» STATED EXERCISE: Find every line in the saved entries that contains the word "wooden" and copy it out. Matching is case-sensitive.

Saved entries
• • • • • • •

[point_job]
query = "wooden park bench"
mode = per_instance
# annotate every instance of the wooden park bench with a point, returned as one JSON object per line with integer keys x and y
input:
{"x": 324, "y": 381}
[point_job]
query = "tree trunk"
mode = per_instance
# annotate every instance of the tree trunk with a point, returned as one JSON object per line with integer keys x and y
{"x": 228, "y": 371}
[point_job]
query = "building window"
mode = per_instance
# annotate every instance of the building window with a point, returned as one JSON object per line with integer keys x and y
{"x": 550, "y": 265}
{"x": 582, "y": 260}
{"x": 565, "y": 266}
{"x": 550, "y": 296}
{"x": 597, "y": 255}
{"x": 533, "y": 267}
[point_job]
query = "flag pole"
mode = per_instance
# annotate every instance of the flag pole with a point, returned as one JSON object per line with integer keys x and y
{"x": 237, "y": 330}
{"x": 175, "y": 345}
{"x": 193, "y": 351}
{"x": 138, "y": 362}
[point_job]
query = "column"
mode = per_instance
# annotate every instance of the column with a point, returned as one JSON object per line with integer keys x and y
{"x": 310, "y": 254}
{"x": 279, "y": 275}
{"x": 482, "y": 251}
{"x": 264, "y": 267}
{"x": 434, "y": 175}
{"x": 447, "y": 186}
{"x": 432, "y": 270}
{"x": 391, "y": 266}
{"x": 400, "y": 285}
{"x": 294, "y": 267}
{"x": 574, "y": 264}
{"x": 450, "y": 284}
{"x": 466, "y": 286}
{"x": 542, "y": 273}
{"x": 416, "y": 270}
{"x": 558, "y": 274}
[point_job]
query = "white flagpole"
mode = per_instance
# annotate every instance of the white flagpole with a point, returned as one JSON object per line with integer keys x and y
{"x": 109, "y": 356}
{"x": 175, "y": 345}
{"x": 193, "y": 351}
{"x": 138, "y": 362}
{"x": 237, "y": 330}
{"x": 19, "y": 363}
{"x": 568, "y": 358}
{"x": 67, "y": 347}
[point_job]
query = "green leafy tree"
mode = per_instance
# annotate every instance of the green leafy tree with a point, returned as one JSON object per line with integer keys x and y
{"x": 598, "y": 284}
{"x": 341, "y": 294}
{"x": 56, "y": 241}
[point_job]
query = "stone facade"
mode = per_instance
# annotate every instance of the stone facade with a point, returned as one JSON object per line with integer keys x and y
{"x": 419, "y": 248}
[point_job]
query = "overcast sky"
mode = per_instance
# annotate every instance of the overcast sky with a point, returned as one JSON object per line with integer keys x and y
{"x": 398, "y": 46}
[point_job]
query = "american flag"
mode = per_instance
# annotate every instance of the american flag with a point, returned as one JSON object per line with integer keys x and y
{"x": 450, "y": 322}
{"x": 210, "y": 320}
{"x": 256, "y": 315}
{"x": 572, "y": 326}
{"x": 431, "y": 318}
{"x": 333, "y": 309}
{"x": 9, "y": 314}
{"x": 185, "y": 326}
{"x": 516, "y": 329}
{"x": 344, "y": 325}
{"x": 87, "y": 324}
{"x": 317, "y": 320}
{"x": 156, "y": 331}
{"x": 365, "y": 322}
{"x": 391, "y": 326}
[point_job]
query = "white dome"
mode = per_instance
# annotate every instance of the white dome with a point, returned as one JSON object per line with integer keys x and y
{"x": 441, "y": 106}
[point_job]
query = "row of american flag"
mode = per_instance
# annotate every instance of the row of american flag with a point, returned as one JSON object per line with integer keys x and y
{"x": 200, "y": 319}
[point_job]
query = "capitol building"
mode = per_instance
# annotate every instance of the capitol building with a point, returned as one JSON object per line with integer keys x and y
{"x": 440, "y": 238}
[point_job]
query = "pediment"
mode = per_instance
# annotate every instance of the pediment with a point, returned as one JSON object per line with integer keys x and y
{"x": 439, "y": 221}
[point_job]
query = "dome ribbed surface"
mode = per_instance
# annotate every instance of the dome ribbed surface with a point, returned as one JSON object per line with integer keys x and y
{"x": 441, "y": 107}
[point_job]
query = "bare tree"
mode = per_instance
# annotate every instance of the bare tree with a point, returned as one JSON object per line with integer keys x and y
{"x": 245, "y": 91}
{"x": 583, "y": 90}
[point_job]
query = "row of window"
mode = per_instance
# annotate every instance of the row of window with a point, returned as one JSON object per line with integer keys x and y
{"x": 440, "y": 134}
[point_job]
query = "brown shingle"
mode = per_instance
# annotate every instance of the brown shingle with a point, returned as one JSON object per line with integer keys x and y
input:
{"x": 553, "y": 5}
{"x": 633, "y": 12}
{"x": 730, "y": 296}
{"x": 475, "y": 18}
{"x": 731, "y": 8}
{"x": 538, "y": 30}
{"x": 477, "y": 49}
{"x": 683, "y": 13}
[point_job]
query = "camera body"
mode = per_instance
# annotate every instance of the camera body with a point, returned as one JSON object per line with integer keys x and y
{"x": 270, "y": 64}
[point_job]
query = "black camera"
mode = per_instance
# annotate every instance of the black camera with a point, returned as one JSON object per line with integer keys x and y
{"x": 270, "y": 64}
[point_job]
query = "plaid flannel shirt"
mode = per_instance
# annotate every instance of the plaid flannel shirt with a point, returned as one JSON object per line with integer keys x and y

• • • • • • •

» FINISHED EXERCISE:
query = "wooden park bench"
# annotate every instance of the wooden park bench with a point, returned as one JSON object per line with integer keys x and y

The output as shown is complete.